(Region pointing data)
- - - - -
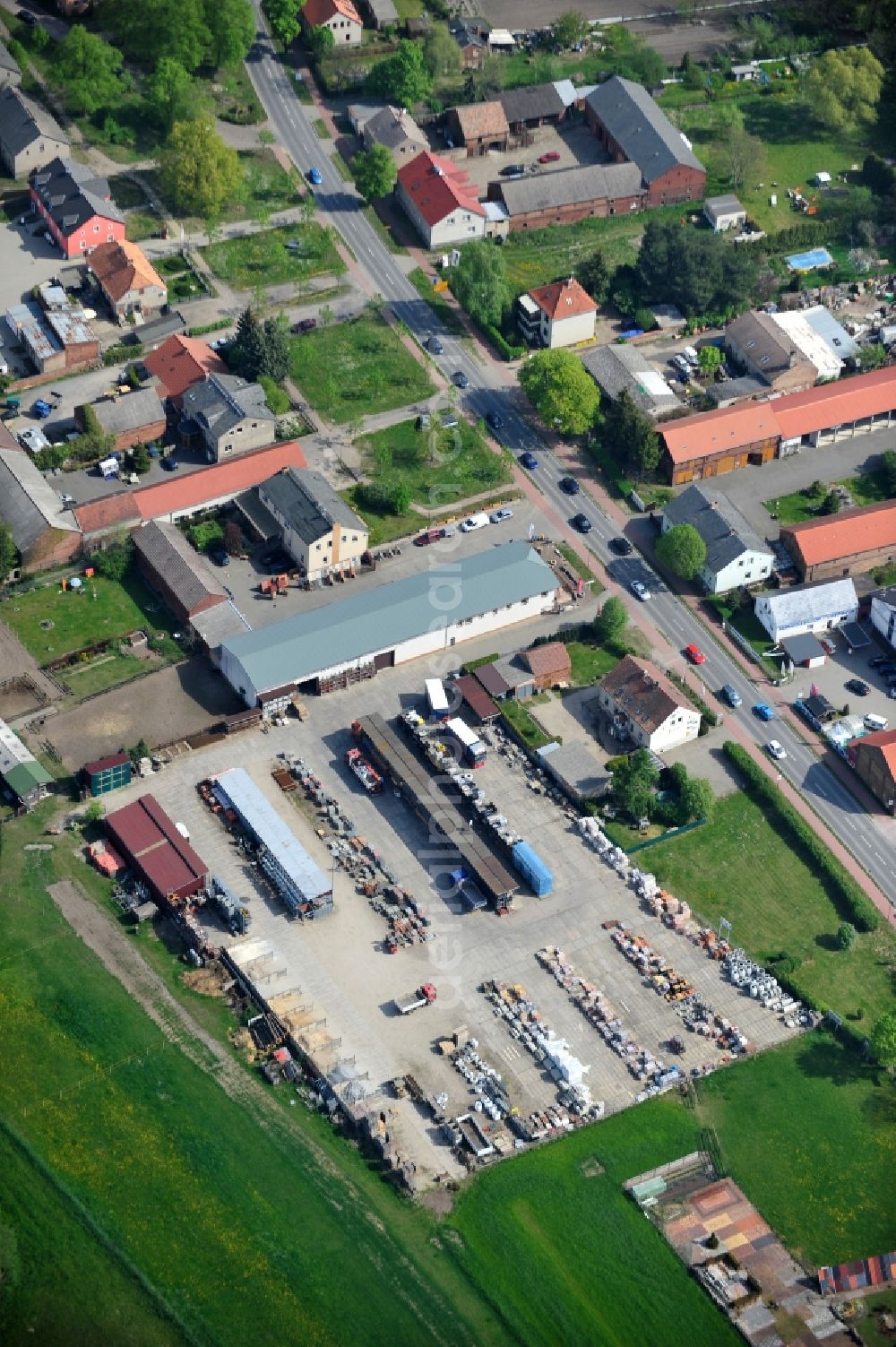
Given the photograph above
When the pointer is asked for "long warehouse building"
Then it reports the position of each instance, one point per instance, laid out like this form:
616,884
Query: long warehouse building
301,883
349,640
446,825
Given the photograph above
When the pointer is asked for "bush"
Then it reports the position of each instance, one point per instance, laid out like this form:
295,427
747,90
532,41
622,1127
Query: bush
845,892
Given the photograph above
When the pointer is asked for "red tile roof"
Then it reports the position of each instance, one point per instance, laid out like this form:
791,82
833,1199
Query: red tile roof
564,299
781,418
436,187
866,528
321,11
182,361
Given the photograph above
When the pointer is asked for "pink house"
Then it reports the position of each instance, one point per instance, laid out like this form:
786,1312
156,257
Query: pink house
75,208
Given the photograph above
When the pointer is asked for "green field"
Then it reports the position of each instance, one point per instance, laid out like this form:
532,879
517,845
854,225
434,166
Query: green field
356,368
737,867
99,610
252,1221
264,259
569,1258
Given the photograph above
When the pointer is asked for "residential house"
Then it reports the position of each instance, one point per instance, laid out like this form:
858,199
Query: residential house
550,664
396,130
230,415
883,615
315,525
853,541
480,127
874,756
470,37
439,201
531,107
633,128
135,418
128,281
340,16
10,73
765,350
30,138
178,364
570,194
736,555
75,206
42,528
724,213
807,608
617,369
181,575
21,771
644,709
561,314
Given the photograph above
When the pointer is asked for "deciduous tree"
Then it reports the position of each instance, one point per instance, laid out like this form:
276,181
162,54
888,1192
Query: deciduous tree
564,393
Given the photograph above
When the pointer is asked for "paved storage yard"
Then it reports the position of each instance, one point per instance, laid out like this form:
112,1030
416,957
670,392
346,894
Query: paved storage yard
- - - - -
### Description of the task
For the word "yard", count the lines of the data that contain it and state only that count.

### Written reply
2